**INSTRUCTIONS TO FOLLOW**
Can you switch every "Outline" in the rows below to "Draw a box around" and write the lines out again with nothing else changed, leaving the pictures out?
^^^^
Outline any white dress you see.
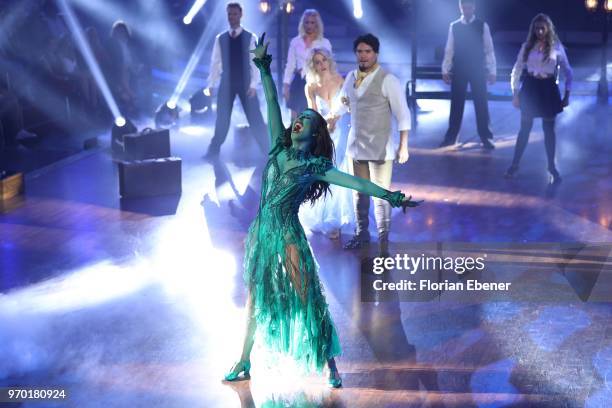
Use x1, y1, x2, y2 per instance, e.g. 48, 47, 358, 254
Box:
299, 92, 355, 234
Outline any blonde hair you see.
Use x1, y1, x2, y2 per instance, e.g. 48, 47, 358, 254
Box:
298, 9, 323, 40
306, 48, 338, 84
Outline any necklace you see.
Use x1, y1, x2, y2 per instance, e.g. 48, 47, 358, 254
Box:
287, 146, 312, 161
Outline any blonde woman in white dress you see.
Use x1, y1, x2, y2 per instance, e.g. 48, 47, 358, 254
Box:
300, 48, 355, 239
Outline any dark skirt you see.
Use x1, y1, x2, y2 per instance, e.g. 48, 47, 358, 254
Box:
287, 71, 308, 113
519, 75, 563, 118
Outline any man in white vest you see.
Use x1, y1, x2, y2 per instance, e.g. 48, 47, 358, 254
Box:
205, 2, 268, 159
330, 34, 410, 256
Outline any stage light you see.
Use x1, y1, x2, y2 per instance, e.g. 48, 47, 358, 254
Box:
^^^^
**REPLY**
Draw a box around any white dress you see.
Use x1, y1, x2, y2 per instance, e.g. 48, 47, 358, 254
Box:
299, 92, 355, 234
Draw a box around any blonde hair you see.
Use x1, y1, x2, y2 per instance, e.g. 48, 47, 358, 254
Box:
298, 9, 323, 40
306, 48, 338, 84
Draw a box around any necklace you see.
Use x1, y1, x2, y2 per instance, e.g. 48, 47, 358, 254
Box:
287, 146, 312, 161
Draw a box around any blonde woman in white dress you see.
Use x1, y1, x2, y2 per instance, e.g. 48, 47, 358, 254
Box:
300, 48, 355, 239
Draw a box around any dark skirt you see.
Use x1, y1, x2, y2 per instance, e.g. 48, 47, 358, 254
Box:
287, 71, 308, 113
519, 75, 563, 118
Draw a box around any man in white vest you see.
Use x1, y1, x2, y2 per instance, e.g. 48, 47, 358, 254
Box:
205, 2, 268, 159
330, 34, 410, 256
Draw a box around any stage light you see.
Use x1, y1, x2, y2 per instance, e.g. 48, 47, 358, 254
Box:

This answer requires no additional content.